## Task input
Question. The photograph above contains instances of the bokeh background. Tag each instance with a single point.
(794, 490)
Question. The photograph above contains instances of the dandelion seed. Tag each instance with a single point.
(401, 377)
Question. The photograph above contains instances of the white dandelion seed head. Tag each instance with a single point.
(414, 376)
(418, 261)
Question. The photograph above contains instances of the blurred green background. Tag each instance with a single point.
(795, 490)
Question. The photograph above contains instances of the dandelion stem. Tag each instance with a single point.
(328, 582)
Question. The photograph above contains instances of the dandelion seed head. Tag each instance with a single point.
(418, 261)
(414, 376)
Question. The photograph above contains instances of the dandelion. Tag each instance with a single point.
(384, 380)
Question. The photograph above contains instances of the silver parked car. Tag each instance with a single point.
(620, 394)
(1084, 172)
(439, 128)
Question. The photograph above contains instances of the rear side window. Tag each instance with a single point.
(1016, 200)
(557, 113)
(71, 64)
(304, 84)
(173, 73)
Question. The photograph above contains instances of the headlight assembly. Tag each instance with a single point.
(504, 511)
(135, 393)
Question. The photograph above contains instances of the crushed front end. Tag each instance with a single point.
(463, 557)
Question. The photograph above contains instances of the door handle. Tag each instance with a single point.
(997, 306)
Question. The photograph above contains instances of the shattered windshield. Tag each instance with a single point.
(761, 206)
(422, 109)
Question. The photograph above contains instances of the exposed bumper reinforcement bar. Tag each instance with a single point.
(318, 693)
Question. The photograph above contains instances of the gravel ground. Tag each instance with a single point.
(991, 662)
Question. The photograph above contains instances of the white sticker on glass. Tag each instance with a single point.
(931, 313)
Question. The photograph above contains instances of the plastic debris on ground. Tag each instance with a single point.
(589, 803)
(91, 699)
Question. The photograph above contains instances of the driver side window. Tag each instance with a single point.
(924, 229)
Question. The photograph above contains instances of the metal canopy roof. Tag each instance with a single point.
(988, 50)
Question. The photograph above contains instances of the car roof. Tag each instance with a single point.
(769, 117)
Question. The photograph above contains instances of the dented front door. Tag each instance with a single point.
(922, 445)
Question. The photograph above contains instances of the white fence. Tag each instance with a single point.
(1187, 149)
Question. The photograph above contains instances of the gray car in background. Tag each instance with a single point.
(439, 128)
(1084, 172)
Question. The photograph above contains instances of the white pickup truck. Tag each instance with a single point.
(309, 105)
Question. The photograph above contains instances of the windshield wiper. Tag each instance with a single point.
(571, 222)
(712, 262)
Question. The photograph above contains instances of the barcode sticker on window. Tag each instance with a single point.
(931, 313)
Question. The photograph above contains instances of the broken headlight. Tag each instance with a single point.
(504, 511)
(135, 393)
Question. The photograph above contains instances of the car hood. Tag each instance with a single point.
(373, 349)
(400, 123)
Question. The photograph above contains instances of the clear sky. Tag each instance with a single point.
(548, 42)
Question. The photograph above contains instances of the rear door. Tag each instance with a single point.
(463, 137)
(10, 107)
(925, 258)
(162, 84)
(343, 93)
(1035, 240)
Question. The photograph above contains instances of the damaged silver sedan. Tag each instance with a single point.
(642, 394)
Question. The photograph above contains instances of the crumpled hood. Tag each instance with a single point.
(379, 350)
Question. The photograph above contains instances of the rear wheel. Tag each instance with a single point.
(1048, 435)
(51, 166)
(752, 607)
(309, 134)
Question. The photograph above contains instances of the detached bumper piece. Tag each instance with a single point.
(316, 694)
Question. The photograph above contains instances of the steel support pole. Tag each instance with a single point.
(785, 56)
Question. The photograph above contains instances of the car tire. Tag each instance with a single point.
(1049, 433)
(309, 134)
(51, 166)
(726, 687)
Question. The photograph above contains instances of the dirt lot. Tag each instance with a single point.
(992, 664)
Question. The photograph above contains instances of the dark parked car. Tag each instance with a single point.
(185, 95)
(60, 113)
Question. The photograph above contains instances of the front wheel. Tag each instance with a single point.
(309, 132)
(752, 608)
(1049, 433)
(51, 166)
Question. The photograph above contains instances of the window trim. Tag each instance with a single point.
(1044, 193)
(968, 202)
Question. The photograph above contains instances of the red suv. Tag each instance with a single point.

## Set exercise
Reproduce exactly the line containing "Question. The photograph above contains instances of the barcode" and every line after it through the end of the records above, and nothing else.

## Full response
Question. The photograph above contains instances of the barcode sticker on window. Tag each instance with a single point.
(931, 313)
Question. The photograph above contains instances of the broken headlight. Tag each instance with a single point.
(504, 511)
(135, 393)
Question. The photograph above contains instances of the car hood. Tag each instance with a single point.
(373, 349)
(400, 123)
Question. The photograph above contains instances of the clear sky. Tag each instance with a single point.
(548, 42)
Question. The photograph above contains instances of the rear door. Tag each instance with a single point.
(463, 137)
(10, 107)
(925, 258)
(162, 84)
(343, 93)
(1035, 240)
Question. The photograph above contains instances of the damaged silver sedan. Tag each instance with a single point.
(642, 394)
Question. The photograph above contains instances of the crumpled hood. Tag each instance with a single point.
(379, 350)
Question. The photograph above contains instances of the rear wheel. Tag each instance with a single point.
(1048, 435)
(51, 166)
(752, 607)
(309, 134)
Question. The photograph above contains instances of the detached bumper piece. Tag each instance with a single point.
(316, 694)
Question. The photograph above contains instances of the steel support pole. Tag each instance with a single point.
(785, 56)
Question. The photograph above contains instances of the car tire. Tag each instance with a single point.
(1049, 433)
(309, 134)
(51, 166)
(726, 687)
Question. The photograph above contains instances of the dirt lot. Tag each instance with a single point.
(992, 664)
Question. The photograph above contains instances of the dark parked car. Tag each instance with a single point.
(185, 95)
(60, 113)
Question. The photograph above contains instances of the front wheel. Tag each instance with a single point.
(309, 132)
(752, 608)
(1049, 433)
(51, 166)
Question. The photograph above contains instances of the window trim. Tag each instance with a single point.
(1044, 193)
(968, 202)
Question. The photograph above contains instances of the red suv. Tag each instance with a single point.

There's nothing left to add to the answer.